Vibes

Published by

on

Semakin banyak penduduk di satu negara menganggap agama penting, semakin pemerintah negara itu korup.” Begitu kiranya sebuah hasil riset yang terpapar di medsos beberapa hari lalu. Tentu saja, data yang dipakai peneliti dan pendiri lembaga survei ini tidak main-main karena mencakup ratusan negara dan metode yang dipakainya berlapis-lapis. Sudah diuraikan dalam paparan itu bahwa agama dipersepsi sebagai identitas kolektif dengan kategori yang sudah disodorkan oleh orang zaman now sebagaimana di Indonesia dibakukan sekian agama resmi. Dalam bahasa blog ini, penganut agama-sebagai-identitas-kolektif adalah ungkapan lain dari orang yang potensial kewowogen agama. Tentu, tidak semua penerima agama sebagai identitas kolektif kewowogen agama. Di balik blog ini justru ada harapan supaya potensi kewowogen agama itu tak menjadi aktual.

• INFORMASI YANG DIBERIKAN
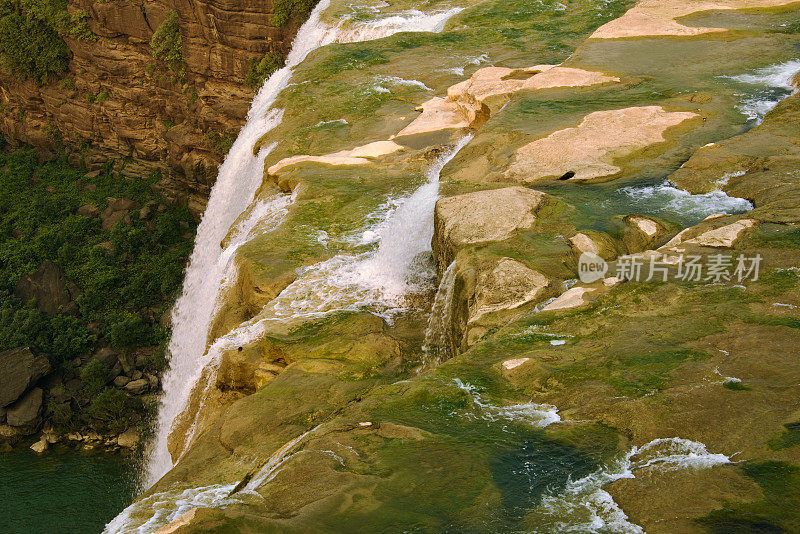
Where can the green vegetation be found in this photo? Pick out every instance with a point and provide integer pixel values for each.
(126, 277)
(261, 69)
(32, 37)
(167, 43)
(285, 10)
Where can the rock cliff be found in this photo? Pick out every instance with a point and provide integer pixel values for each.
(117, 102)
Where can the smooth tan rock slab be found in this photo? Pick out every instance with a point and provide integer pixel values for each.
(571, 298)
(514, 363)
(469, 103)
(490, 82)
(357, 156)
(486, 216)
(588, 150)
(657, 18)
(724, 237)
(506, 285)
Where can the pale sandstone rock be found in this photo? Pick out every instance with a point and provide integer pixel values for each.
(647, 226)
(723, 237)
(128, 439)
(482, 217)
(437, 114)
(657, 17)
(588, 150)
(357, 156)
(506, 285)
(572, 298)
(584, 243)
(513, 364)
(469, 103)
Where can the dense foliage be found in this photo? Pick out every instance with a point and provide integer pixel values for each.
(285, 10)
(31, 37)
(261, 69)
(126, 277)
(167, 42)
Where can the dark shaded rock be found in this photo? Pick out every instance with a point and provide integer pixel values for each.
(25, 413)
(88, 210)
(137, 387)
(48, 288)
(20, 369)
(117, 210)
(107, 356)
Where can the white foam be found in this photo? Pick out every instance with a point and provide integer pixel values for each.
(239, 177)
(584, 506)
(438, 334)
(769, 86)
(380, 279)
(534, 414)
(666, 197)
(402, 82)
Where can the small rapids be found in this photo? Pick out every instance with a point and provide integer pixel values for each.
(379, 279)
(536, 415)
(585, 507)
(764, 88)
(665, 198)
(231, 203)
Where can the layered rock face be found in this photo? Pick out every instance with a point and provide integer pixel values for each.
(117, 102)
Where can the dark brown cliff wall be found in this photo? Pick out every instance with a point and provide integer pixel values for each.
(118, 102)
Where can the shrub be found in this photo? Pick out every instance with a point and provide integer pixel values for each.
(127, 329)
(167, 43)
(261, 69)
(285, 10)
(32, 49)
(94, 375)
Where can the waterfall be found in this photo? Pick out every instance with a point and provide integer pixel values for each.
(438, 345)
(379, 279)
(239, 177)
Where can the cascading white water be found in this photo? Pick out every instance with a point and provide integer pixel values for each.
(438, 343)
(378, 279)
(239, 178)
(584, 506)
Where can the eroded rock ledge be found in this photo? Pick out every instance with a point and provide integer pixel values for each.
(119, 103)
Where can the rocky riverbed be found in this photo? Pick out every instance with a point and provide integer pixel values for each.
(387, 323)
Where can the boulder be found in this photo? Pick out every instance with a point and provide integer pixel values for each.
(20, 369)
(137, 387)
(25, 413)
(49, 289)
(572, 298)
(40, 446)
(505, 285)
(116, 210)
(482, 217)
(642, 233)
(127, 362)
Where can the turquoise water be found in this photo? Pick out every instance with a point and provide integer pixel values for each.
(68, 492)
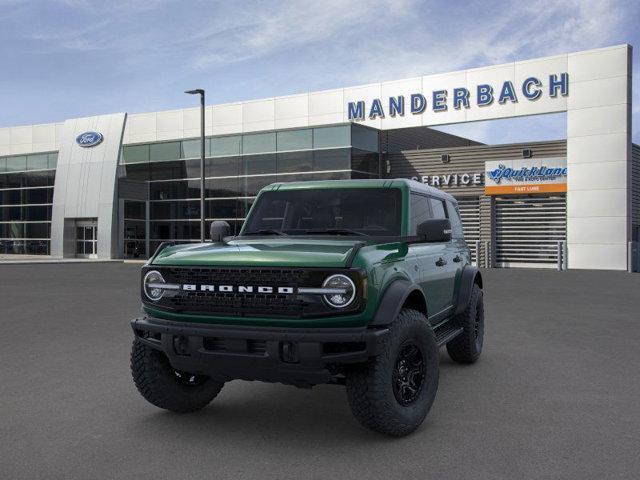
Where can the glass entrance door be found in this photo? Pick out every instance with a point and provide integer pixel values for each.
(87, 239)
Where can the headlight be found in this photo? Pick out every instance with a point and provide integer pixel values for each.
(152, 285)
(343, 291)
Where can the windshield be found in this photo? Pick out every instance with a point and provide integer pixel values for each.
(334, 211)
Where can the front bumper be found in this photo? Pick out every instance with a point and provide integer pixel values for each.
(297, 356)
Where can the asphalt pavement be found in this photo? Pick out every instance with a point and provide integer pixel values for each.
(556, 393)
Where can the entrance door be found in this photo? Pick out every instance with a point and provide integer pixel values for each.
(528, 229)
(87, 239)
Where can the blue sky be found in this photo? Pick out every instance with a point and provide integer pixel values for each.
(72, 58)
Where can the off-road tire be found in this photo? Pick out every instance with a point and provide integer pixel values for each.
(370, 387)
(467, 347)
(158, 382)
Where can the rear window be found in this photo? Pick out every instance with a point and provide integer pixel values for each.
(368, 211)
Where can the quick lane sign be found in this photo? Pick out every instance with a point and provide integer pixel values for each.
(482, 95)
(526, 176)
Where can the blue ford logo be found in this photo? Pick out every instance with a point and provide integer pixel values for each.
(89, 139)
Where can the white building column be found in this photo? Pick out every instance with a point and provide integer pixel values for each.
(599, 158)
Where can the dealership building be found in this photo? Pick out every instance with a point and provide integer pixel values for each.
(117, 185)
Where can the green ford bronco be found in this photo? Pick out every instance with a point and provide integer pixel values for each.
(348, 282)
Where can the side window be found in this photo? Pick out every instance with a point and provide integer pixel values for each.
(437, 206)
(419, 211)
(456, 223)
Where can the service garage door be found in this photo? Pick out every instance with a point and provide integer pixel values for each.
(528, 229)
(470, 214)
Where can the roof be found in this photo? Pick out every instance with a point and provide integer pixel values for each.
(412, 185)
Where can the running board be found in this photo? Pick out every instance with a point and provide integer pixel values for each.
(446, 334)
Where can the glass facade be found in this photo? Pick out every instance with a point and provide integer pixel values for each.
(26, 196)
(236, 168)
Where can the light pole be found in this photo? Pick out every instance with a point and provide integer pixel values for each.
(200, 91)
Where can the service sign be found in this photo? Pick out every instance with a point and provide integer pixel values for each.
(526, 176)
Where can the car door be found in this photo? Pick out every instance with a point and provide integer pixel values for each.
(446, 259)
(430, 271)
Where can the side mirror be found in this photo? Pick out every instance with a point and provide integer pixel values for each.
(218, 230)
(435, 230)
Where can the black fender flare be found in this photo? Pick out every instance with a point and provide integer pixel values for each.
(470, 276)
(392, 300)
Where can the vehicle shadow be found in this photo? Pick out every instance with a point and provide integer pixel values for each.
(274, 412)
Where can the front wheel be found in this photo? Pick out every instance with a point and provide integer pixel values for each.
(165, 387)
(394, 392)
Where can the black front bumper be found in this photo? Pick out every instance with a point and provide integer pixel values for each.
(297, 356)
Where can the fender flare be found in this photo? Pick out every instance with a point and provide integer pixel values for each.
(470, 276)
(392, 300)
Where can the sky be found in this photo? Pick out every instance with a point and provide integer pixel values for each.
(72, 58)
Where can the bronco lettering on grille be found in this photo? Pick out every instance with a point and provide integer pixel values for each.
(192, 287)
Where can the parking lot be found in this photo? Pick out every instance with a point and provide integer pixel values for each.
(555, 395)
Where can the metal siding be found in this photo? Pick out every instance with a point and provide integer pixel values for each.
(635, 188)
(470, 159)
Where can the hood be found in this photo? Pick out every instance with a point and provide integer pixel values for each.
(274, 252)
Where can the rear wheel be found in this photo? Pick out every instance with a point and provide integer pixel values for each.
(165, 387)
(394, 392)
(467, 347)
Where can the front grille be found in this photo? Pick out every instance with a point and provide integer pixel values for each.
(247, 304)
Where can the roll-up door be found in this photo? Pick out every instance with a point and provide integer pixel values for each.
(470, 213)
(528, 230)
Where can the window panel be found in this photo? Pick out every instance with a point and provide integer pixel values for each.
(295, 140)
(295, 162)
(456, 222)
(191, 148)
(327, 137)
(135, 153)
(420, 211)
(38, 162)
(162, 152)
(221, 208)
(16, 164)
(37, 230)
(174, 190)
(37, 247)
(258, 164)
(178, 210)
(134, 209)
(136, 171)
(226, 146)
(259, 143)
(365, 161)
(364, 138)
(222, 187)
(332, 159)
(52, 160)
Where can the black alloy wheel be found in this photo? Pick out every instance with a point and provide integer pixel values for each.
(408, 373)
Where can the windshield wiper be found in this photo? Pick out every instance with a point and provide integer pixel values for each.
(267, 231)
(337, 231)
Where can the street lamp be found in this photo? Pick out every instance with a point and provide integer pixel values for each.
(200, 91)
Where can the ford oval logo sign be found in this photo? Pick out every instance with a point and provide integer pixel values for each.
(89, 139)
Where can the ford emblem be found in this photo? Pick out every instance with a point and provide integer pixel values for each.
(89, 139)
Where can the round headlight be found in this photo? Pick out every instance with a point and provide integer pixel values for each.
(344, 291)
(151, 283)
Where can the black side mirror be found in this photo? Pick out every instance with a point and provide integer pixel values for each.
(218, 230)
(435, 230)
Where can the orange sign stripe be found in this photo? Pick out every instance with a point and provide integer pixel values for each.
(530, 188)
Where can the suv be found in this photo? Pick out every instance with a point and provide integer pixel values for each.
(348, 282)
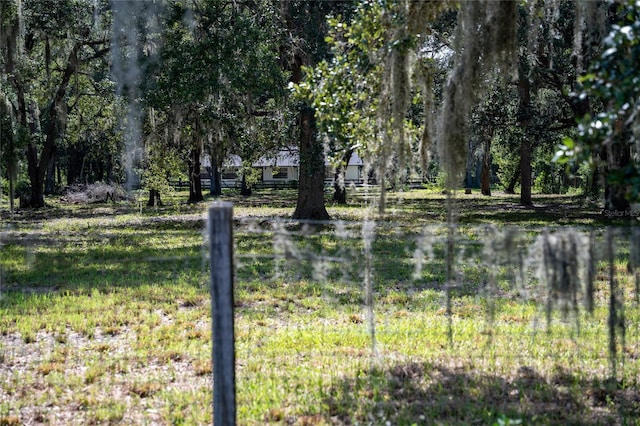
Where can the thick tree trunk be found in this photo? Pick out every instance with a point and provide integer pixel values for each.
(50, 179)
(215, 179)
(485, 174)
(615, 193)
(511, 188)
(195, 181)
(310, 203)
(339, 184)
(524, 118)
(524, 115)
(525, 171)
(245, 189)
(154, 198)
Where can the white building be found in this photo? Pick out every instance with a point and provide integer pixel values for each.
(282, 168)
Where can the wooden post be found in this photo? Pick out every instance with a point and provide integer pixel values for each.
(221, 255)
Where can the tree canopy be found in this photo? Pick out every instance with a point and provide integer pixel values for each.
(93, 90)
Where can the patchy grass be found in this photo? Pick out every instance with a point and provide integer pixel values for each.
(104, 319)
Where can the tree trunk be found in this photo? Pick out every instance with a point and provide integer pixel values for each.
(618, 156)
(524, 118)
(195, 181)
(524, 114)
(245, 189)
(154, 198)
(485, 174)
(339, 184)
(511, 188)
(50, 179)
(215, 179)
(310, 203)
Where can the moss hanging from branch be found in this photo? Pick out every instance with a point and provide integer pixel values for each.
(485, 41)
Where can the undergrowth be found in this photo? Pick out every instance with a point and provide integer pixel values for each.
(105, 319)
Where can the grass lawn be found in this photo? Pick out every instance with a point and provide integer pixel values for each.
(105, 316)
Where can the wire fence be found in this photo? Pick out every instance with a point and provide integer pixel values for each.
(341, 322)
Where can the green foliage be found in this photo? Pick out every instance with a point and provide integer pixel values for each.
(343, 89)
(613, 83)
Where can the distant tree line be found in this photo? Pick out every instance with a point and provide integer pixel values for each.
(522, 96)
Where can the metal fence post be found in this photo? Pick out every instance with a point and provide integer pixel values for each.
(223, 353)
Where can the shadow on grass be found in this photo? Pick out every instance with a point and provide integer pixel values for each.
(423, 394)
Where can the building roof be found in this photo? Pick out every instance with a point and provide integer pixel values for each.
(284, 158)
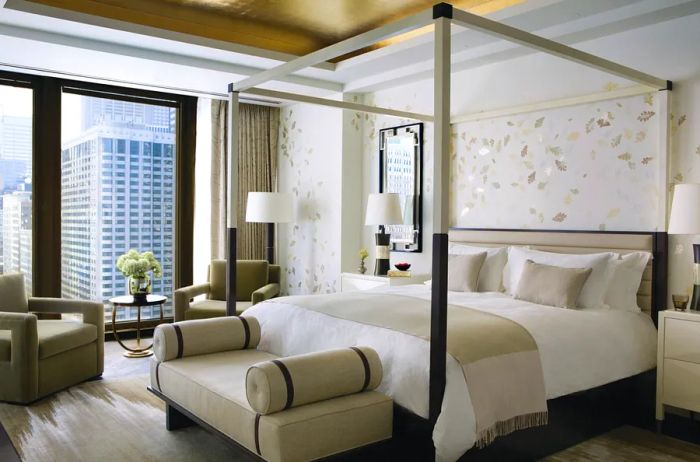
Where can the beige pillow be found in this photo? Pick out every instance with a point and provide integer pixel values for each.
(551, 285)
(463, 271)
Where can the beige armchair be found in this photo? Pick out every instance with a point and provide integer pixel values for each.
(256, 280)
(40, 357)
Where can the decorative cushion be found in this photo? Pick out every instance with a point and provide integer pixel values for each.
(551, 285)
(625, 280)
(280, 384)
(491, 273)
(213, 388)
(56, 337)
(13, 297)
(463, 272)
(205, 309)
(593, 292)
(203, 336)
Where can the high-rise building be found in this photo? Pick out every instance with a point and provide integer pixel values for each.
(117, 182)
(17, 234)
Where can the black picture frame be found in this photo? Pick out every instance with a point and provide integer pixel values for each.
(416, 243)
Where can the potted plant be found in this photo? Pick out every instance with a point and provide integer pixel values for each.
(363, 255)
(137, 266)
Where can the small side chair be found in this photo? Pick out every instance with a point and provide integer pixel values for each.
(256, 281)
(40, 357)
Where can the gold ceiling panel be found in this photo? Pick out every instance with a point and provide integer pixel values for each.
(289, 26)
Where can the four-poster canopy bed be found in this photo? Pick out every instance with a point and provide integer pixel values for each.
(442, 16)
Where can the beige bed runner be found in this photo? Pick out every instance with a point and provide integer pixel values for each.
(499, 357)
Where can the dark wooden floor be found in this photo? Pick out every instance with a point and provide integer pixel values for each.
(630, 444)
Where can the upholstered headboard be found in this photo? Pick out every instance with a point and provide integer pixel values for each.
(652, 291)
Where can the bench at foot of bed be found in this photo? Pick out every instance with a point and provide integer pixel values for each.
(288, 409)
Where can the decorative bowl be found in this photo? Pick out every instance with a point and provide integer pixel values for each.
(680, 301)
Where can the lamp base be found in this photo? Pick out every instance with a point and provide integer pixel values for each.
(381, 263)
(695, 299)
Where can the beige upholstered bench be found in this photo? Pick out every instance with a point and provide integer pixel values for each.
(281, 409)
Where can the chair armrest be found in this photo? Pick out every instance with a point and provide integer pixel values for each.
(266, 292)
(182, 297)
(25, 348)
(93, 312)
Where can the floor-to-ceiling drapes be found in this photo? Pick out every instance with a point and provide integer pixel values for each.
(257, 171)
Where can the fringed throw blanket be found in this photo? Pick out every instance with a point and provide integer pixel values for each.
(499, 357)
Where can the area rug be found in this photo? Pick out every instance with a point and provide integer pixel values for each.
(107, 420)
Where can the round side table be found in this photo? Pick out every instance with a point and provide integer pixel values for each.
(138, 302)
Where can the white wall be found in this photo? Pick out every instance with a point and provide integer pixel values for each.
(668, 50)
(310, 167)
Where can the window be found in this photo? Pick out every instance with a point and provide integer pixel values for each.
(16, 181)
(89, 218)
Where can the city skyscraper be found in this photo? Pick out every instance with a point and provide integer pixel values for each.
(117, 182)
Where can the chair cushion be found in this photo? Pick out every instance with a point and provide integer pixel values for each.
(13, 297)
(204, 309)
(212, 387)
(5, 345)
(56, 337)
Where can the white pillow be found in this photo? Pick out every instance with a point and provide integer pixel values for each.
(625, 279)
(491, 274)
(593, 293)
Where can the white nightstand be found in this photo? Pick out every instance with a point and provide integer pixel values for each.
(355, 281)
(678, 362)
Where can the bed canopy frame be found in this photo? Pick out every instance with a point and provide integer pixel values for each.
(442, 16)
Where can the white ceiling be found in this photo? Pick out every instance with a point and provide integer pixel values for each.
(53, 40)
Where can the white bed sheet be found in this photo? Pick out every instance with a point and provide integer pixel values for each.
(580, 349)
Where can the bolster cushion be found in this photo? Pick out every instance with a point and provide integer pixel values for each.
(279, 384)
(204, 336)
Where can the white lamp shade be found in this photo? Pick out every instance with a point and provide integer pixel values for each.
(685, 210)
(268, 207)
(383, 209)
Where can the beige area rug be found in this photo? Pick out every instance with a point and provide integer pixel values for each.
(107, 420)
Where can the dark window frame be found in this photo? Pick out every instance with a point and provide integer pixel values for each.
(46, 171)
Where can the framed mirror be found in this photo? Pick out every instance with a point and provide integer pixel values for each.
(401, 172)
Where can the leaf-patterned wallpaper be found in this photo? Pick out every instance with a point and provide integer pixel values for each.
(309, 168)
(591, 166)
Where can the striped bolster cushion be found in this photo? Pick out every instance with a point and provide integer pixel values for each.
(204, 336)
(276, 385)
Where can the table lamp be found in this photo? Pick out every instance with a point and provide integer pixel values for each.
(383, 209)
(685, 219)
(270, 208)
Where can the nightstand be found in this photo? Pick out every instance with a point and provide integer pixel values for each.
(678, 362)
(355, 281)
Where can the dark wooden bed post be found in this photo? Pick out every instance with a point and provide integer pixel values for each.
(442, 15)
(232, 201)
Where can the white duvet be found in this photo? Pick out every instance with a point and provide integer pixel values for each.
(580, 349)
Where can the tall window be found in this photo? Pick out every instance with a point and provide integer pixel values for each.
(16, 181)
(117, 193)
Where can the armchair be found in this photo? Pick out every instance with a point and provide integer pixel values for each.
(40, 357)
(256, 281)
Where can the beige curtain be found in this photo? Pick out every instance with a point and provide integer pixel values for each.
(257, 171)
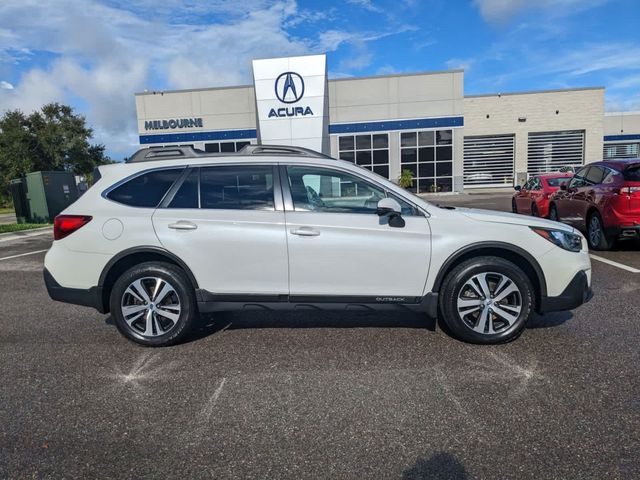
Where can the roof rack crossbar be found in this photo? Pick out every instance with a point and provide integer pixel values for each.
(171, 152)
(280, 150)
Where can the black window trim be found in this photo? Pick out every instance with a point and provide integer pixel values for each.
(105, 193)
(278, 204)
(288, 199)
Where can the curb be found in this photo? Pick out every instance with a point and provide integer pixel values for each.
(25, 233)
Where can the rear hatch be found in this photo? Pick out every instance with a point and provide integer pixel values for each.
(631, 175)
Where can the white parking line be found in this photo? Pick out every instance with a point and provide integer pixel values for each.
(615, 264)
(23, 254)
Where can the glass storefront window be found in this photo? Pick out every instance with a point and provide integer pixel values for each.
(428, 155)
(370, 151)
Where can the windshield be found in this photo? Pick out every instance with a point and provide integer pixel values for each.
(632, 174)
(556, 182)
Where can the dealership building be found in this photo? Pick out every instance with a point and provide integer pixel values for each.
(418, 122)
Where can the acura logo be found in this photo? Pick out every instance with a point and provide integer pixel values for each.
(289, 87)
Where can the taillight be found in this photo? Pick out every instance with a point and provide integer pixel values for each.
(65, 225)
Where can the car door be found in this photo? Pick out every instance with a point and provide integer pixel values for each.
(586, 195)
(523, 201)
(566, 201)
(226, 222)
(339, 248)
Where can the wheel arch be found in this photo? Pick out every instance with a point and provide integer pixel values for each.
(134, 256)
(512, 253)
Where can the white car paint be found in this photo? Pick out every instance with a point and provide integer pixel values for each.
(255, 252)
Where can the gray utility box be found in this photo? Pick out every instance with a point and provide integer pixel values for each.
(39, 196)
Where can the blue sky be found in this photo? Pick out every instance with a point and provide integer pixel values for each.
(95, 54)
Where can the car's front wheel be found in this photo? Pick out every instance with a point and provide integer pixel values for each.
(596, 236)
(153, 304)
(486, 300)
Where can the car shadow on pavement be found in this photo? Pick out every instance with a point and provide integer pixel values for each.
(441, 465)
(549, 320)
(209, 324)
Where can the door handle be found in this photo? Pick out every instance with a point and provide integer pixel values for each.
(305, 232)
(183, 225)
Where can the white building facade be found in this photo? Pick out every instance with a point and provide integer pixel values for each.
(420, 123)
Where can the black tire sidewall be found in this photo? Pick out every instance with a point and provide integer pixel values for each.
(605, 243)
(176, 277)
(455, 281)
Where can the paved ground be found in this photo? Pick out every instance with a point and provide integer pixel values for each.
(7, 218)
(316, 396)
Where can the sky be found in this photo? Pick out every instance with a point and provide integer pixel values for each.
(95, 54)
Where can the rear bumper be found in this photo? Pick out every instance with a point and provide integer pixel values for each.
(77, 296)
(576, 293)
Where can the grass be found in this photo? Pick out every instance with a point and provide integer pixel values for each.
(17, 227)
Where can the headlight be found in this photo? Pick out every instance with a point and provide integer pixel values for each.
(565, 240)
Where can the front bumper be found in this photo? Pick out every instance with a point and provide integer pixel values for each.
(576, 293)
(77, 296)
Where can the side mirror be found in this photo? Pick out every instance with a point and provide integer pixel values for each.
(388, 206)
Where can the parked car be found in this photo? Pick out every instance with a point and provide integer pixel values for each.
(603, 200)
(175, 231)
(533, 197)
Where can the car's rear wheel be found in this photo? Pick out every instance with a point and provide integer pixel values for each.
(153, 304)
(486, 300)
(596, 236)
(534, 210)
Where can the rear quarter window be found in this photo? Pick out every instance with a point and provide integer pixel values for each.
(632, 174)
(145, 190)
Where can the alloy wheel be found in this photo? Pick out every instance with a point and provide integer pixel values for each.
(489, 303)
(151, 306)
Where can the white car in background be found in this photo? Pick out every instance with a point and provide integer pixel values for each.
(175, 231)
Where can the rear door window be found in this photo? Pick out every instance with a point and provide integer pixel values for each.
(238, 187)
(595, 175)
(145, 190)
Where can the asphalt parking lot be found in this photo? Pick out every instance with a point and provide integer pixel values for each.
(259, 395)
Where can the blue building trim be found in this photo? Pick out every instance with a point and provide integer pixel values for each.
(396, 125)
(198, 136)
(615, 138)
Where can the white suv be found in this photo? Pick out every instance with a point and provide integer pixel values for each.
(176, 231)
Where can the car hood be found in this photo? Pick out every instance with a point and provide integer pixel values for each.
(512, 219)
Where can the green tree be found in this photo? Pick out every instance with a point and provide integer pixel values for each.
(53, 138)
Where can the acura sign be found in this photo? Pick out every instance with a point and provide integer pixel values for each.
(291, 100)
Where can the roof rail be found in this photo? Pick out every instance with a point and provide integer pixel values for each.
(164, 153)
(179, 152)
(280, 150)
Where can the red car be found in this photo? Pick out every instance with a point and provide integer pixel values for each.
(533, 197)
(602, 200)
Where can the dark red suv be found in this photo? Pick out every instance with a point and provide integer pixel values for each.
(603, 200)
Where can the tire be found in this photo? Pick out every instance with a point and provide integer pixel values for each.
(166, 321)
(596, 236)
(473, 319)
(534, 210)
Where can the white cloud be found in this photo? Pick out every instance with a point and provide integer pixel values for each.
(460, 63)
(501, 11)
(367, 5)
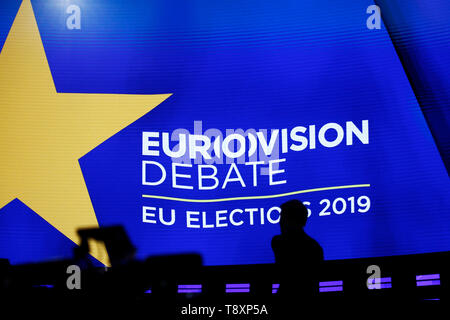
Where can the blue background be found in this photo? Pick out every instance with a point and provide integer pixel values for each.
(250, 64)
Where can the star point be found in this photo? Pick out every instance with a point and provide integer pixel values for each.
(44, 133)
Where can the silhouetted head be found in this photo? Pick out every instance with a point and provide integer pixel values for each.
(293, 216)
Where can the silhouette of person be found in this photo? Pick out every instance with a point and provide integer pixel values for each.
(298, 257)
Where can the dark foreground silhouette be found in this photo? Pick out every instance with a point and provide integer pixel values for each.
(298, 257)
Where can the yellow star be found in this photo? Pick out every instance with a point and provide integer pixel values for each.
(43, 133)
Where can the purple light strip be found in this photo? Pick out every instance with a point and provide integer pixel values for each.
(237, 285)
(189, 286)
(331, 283)
(429, 283)
(380, 280)
(428, 276)
(189, 290)
(237, 290)
(380, 286)
(331, 289)
(43, 286)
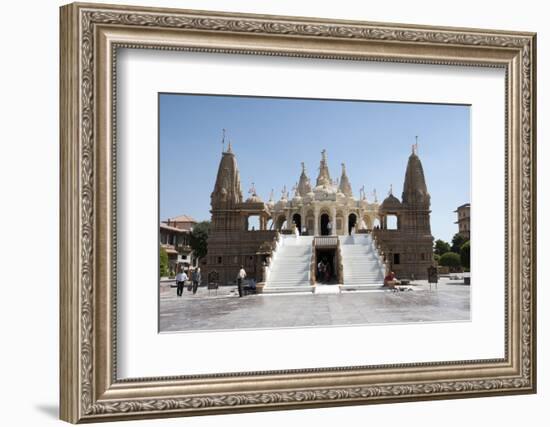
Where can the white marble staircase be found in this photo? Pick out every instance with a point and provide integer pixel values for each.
(363, 267)
(290, 266)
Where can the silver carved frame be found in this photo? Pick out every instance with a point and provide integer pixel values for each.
(90, 36)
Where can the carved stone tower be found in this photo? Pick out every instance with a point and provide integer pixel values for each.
(405, 234)
(323, 179)
(345, 185)
(227, 195)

• TANTANGAN
Salin tanpa perubahan bagian teks tentang agama dan korupsi, mulai dari "Semakin banyak penduduk" terus sampai "tak menjadi aktual.".

• HASIL LATIHAN
Semakin banyak penduduk di satu negara menganggap agama penting, semakin pemerintah negara itu korup.” Begitu kiranya sebuah hasil riset yang terpapar di medsos beberapa hari lalu. Tentu saja, data yang dipakai peneliti dan pendiri lembaga survei ini tidak main-main karena mencakup ratusan negara dan metode yang dipakainya berlapis-lapis. Sudah diuraikan dalam paparan itu bahwa agama dipersepsi sebagai identitas kolektif dengan kategori yang sudah disodorkan oleh orang zaman now sebagaimana di Indonesia dibakukan sekian agama resmi. Dalam bahasa blog ini, penganut agama-sebagai-identitas-kolektif adalah ungkapan lain dari orang yang potensial kewowogen agama. Tentu, tidak semua penerima agama sebagai identitas kolektif kewowogen agama. Di balik blog ini justru ada harapan supaya potensi kewowogen agama itu tak menjadi aktual.